=== Entries ===

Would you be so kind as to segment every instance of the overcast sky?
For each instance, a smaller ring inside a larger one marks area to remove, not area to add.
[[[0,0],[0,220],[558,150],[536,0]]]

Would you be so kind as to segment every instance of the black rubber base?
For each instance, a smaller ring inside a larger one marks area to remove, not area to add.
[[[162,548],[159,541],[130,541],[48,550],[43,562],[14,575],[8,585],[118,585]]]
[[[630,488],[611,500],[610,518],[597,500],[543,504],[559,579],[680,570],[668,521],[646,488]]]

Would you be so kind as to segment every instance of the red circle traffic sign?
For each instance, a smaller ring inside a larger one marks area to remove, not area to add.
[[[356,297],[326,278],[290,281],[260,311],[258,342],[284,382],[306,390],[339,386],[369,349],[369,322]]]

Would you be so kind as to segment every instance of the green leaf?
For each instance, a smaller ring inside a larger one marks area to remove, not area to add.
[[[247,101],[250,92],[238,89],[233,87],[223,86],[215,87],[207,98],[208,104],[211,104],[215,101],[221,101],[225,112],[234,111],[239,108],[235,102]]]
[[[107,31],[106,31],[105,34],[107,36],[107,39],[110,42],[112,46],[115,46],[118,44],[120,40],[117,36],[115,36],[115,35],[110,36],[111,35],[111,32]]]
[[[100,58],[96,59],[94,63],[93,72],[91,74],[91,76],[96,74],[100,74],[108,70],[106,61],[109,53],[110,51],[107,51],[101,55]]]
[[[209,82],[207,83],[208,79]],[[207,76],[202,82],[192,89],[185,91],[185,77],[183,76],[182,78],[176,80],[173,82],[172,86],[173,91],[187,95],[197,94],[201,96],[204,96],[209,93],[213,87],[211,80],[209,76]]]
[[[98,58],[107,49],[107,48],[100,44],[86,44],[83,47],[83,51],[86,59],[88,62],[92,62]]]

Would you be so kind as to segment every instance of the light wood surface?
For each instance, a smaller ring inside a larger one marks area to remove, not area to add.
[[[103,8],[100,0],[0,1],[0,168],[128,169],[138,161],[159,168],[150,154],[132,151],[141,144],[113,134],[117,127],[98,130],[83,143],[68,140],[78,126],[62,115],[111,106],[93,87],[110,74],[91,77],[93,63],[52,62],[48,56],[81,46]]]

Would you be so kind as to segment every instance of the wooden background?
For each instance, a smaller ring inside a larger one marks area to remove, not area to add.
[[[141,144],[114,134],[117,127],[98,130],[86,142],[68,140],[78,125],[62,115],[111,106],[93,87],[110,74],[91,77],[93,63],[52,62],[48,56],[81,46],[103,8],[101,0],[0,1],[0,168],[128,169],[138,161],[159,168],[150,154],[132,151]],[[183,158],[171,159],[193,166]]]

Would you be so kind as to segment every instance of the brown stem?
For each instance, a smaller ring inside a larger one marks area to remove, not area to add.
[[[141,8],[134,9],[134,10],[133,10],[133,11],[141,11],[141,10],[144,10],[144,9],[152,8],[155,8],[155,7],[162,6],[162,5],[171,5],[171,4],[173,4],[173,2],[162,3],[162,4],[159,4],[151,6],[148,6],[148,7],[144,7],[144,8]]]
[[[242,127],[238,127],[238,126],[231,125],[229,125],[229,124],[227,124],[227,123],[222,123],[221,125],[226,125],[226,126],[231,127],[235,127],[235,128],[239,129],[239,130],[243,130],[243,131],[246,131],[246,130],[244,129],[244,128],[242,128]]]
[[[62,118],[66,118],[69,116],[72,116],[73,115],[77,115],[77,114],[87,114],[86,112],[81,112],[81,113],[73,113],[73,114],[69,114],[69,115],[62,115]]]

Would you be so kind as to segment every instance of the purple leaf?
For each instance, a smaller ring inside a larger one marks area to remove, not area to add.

* * *

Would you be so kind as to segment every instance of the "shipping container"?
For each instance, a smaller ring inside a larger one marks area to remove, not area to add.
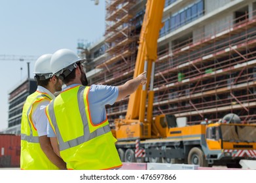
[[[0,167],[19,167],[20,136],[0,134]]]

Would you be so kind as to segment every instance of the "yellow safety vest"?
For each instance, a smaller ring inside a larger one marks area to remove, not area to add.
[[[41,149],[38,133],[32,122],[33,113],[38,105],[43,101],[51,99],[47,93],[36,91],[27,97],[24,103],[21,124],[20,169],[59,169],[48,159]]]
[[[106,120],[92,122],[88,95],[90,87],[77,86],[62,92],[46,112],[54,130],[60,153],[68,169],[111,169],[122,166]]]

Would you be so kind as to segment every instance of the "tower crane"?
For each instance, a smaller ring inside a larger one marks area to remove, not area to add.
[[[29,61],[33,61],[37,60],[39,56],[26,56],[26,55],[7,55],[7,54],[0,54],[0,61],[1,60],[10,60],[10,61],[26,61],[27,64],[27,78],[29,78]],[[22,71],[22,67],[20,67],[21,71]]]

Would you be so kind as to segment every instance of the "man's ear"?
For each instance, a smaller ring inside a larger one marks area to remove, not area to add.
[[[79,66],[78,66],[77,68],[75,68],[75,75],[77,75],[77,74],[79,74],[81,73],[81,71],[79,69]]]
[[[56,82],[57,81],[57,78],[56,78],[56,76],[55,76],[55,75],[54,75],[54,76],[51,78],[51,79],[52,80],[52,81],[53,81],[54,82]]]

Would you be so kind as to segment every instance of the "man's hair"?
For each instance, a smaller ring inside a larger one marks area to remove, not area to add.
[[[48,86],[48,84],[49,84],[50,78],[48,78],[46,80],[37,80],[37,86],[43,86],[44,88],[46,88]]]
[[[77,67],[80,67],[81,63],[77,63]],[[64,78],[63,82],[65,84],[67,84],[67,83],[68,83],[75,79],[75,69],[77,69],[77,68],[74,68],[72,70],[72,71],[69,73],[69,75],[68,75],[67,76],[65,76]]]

--

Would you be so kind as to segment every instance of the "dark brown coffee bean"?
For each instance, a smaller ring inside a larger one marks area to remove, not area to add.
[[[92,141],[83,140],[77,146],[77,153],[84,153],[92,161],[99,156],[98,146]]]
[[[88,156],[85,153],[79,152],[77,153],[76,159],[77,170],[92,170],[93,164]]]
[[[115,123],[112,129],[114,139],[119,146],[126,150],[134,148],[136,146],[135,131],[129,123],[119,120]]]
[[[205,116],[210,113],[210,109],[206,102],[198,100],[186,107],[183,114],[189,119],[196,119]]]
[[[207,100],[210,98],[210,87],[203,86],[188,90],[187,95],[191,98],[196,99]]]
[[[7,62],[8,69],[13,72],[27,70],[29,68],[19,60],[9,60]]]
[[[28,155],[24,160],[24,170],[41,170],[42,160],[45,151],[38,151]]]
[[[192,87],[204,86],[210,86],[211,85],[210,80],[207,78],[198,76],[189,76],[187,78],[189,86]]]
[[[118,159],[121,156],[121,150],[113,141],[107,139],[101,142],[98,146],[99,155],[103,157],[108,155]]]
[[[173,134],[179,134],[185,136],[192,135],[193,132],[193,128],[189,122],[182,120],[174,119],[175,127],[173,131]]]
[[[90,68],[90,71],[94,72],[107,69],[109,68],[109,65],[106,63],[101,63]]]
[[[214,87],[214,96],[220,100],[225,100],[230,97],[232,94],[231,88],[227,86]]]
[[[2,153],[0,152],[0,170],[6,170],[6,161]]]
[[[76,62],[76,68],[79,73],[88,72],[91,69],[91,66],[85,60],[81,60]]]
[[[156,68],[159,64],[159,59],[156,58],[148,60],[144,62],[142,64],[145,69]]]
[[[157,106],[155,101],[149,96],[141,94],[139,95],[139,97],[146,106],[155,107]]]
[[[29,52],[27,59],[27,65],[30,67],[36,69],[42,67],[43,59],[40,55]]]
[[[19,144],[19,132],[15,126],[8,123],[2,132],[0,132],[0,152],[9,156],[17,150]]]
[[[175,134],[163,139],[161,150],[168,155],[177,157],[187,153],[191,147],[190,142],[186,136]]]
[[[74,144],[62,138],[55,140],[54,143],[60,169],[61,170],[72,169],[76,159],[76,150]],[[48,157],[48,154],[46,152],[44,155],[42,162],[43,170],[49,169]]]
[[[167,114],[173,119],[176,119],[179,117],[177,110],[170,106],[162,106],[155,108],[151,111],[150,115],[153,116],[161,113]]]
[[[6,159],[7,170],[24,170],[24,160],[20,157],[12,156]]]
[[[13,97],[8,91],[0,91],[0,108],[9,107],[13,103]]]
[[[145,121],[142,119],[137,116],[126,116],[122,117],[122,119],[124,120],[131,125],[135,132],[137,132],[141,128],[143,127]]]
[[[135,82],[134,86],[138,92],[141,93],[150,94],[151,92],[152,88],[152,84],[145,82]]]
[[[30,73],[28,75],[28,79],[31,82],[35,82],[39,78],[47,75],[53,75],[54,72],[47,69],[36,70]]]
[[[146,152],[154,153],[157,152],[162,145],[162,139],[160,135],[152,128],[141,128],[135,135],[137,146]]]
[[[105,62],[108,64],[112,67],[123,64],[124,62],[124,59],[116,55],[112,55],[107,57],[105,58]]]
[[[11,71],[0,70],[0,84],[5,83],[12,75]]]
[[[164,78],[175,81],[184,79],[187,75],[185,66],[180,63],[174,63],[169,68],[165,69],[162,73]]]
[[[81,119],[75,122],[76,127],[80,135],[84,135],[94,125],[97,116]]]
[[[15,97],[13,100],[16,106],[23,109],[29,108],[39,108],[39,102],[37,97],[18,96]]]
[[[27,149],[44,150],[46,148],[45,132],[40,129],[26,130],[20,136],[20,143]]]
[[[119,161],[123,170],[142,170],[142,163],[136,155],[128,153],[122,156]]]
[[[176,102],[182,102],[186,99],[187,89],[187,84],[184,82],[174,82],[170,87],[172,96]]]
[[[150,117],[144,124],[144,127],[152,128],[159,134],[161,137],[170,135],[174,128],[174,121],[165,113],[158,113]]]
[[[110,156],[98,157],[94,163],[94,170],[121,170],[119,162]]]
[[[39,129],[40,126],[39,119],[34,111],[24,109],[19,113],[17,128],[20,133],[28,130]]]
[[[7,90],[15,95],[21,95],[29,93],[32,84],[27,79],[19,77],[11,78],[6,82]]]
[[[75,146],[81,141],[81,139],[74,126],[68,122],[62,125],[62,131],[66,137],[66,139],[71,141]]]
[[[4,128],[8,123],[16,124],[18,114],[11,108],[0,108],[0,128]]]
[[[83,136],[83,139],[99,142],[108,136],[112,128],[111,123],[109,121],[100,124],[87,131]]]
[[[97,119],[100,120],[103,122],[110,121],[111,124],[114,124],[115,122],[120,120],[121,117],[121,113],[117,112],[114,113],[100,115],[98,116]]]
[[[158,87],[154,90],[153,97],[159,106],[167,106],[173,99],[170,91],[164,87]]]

=== Goal ===
Turn the lines of the entries above, from the line containing "the overcast sky?" up to and including the line containing "[[[0,0],[0,220],[558,150],[536,0]]]", into a Markdown table with the columns Row and Entry Line, leaving out any blank lines.

=== In response ===
| Row | Entry Line |
|---|---|
| 1 | Would you be so kind as to segment every instance of the overcast sky? |
| 2 | For each instance, a smaller ring inside a larger one marks area to remove, not area to add. |
| 3 | [[[0,0],[0,220],[558,150],[536,0]]] |